_Work to complete_
Name every illness that the manifesto excerpt on farming and nutrition mentions by name.

_Text section_

== Segment start ==

While we can’t enforce organic farming on the entire country we can encourage it, and investigate and ban those products and processes which are most damaging to our communities.  The health of the nation is our concern – unhealthy people cost us money.

  1. The use of Genetically Modified seed is discouraged but in particular the use of GM seed to enable treatment of growing crops with insecticides and pesticides is to be banned!  The growing healthcare bill cannot stand the cost of increasing illness in the population.
  2. Blanket use of antibiotics in farm stock is to be banned.   Antibiotics to be dispensed by Veterinarians who will keep records of their usage identifying the particular animals, the date used and the reason.  These records to be submitted to the Home Office who will take action if there has been over-use.
  3. In discussion with the EU it may be possible to introduce a subsidy to those farmers willing to commit a significant acreage of land to organic farming.  
  1. Nutrition. 

Looking at the extent of both the fast-food market, and the ready-meal market it appears that we are a nation which has forgotten how to cook.  With the more even balance of working hours and income which this manifesto aims to produce it should be possible for everyone to be able to afford fresh ingredients and the time to prepare them.

  1. Community gardens, producing fresh vegetables, and possibly even free-range eggs are to be encouraged.  Local councils to identify land suitable for such use, ensure the land has a water supply and provide an onsite toilet if no public provision is available nearby, and encourage formation of local groups to manage them.  Funding for provision of basic equipment and the first year’s supply of crop-seeds will be provided to properly constituted community garden groups.
  2. All chemicals used in commercial food-production to be re-examined for potential harm in long-term use with a view to reducing the prevalence of ill-health of either clearly ecological significance (e.g. asthma) and those which have causes hard to identify.  These illnesses, such as ME, CFS and Fibromyalgia seem to be increasing in the population (statistics required) and since their cause is undefined a generally healthier food supply cannot make things worse and may make things a lot better.

== Segment end ==

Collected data
== Segment start ==

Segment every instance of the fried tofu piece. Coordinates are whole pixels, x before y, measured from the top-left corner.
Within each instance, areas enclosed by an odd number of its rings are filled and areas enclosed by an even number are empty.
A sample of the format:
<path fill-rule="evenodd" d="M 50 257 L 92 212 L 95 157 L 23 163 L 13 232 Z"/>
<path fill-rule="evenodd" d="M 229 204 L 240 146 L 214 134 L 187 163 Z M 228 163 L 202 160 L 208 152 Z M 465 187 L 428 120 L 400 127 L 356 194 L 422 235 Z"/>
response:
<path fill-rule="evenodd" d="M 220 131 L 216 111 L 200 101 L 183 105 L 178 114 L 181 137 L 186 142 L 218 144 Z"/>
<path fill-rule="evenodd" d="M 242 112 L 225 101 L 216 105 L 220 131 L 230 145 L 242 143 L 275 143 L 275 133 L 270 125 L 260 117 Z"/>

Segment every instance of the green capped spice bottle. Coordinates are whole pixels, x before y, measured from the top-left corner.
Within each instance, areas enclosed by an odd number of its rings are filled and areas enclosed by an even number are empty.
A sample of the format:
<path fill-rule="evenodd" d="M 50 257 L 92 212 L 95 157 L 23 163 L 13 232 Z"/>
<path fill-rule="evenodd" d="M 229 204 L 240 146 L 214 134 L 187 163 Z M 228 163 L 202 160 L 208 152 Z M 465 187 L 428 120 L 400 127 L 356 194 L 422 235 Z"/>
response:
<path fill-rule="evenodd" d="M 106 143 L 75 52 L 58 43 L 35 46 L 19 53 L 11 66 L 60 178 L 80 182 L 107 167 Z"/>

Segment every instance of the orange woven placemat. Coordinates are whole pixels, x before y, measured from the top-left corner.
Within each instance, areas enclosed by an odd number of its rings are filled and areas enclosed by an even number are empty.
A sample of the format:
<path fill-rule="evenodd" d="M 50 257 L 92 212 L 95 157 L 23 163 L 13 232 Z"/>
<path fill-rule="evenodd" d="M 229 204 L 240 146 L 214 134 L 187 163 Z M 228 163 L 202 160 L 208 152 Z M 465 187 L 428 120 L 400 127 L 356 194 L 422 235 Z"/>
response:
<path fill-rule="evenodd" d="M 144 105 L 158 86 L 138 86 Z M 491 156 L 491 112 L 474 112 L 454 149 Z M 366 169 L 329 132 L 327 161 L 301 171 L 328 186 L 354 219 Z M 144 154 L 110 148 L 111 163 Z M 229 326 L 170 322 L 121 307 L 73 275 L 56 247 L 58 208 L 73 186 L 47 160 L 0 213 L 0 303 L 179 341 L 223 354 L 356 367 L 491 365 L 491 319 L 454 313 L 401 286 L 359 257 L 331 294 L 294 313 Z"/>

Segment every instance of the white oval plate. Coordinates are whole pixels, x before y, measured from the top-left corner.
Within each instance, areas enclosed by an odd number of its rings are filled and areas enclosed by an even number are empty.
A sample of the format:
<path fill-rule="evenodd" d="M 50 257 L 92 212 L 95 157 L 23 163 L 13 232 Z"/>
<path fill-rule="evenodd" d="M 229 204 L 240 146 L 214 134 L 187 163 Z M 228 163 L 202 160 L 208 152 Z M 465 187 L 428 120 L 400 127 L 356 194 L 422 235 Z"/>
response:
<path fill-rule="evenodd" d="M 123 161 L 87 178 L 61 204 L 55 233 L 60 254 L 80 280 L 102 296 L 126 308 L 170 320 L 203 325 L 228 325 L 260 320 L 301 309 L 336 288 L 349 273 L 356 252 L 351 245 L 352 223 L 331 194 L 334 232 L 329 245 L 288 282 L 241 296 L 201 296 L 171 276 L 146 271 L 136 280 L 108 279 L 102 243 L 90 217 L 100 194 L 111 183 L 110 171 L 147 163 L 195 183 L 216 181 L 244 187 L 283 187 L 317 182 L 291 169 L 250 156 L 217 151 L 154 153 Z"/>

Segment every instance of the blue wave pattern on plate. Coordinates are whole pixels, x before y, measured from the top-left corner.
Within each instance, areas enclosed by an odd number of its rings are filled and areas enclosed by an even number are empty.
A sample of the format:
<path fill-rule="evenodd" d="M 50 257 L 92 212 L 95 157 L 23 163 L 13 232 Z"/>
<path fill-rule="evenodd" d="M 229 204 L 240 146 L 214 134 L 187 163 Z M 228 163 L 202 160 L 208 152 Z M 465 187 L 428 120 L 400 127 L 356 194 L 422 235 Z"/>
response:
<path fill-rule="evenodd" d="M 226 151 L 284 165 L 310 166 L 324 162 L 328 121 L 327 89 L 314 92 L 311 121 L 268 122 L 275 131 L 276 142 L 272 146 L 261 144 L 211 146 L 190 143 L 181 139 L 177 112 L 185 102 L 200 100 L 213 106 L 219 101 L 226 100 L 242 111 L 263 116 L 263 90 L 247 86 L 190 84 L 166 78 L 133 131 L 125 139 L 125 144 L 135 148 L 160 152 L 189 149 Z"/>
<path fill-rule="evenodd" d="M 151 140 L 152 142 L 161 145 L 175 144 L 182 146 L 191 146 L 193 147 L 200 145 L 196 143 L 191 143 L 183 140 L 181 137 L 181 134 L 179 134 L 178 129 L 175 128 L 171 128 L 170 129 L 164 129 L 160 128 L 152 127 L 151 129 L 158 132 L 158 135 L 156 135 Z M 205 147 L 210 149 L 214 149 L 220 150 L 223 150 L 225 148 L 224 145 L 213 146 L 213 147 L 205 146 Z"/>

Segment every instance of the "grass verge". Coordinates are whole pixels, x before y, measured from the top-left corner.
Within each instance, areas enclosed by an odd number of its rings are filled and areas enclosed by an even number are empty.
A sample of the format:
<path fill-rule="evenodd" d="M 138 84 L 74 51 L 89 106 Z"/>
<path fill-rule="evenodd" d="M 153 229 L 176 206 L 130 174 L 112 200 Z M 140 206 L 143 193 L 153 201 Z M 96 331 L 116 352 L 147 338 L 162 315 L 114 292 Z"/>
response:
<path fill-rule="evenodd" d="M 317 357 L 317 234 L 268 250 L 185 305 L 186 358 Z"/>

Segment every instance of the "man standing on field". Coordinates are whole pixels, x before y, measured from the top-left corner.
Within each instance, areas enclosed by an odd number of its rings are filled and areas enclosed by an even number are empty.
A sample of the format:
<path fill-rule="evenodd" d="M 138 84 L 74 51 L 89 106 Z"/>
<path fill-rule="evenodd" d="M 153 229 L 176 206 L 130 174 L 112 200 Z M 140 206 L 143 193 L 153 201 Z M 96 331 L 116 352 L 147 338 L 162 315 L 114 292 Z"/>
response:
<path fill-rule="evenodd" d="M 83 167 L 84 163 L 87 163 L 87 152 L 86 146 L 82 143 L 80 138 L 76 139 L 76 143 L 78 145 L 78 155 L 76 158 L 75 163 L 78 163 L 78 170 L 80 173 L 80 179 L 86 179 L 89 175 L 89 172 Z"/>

== Segment end ==

_Response area_
asthma, ME, CFS, Fibromyalgia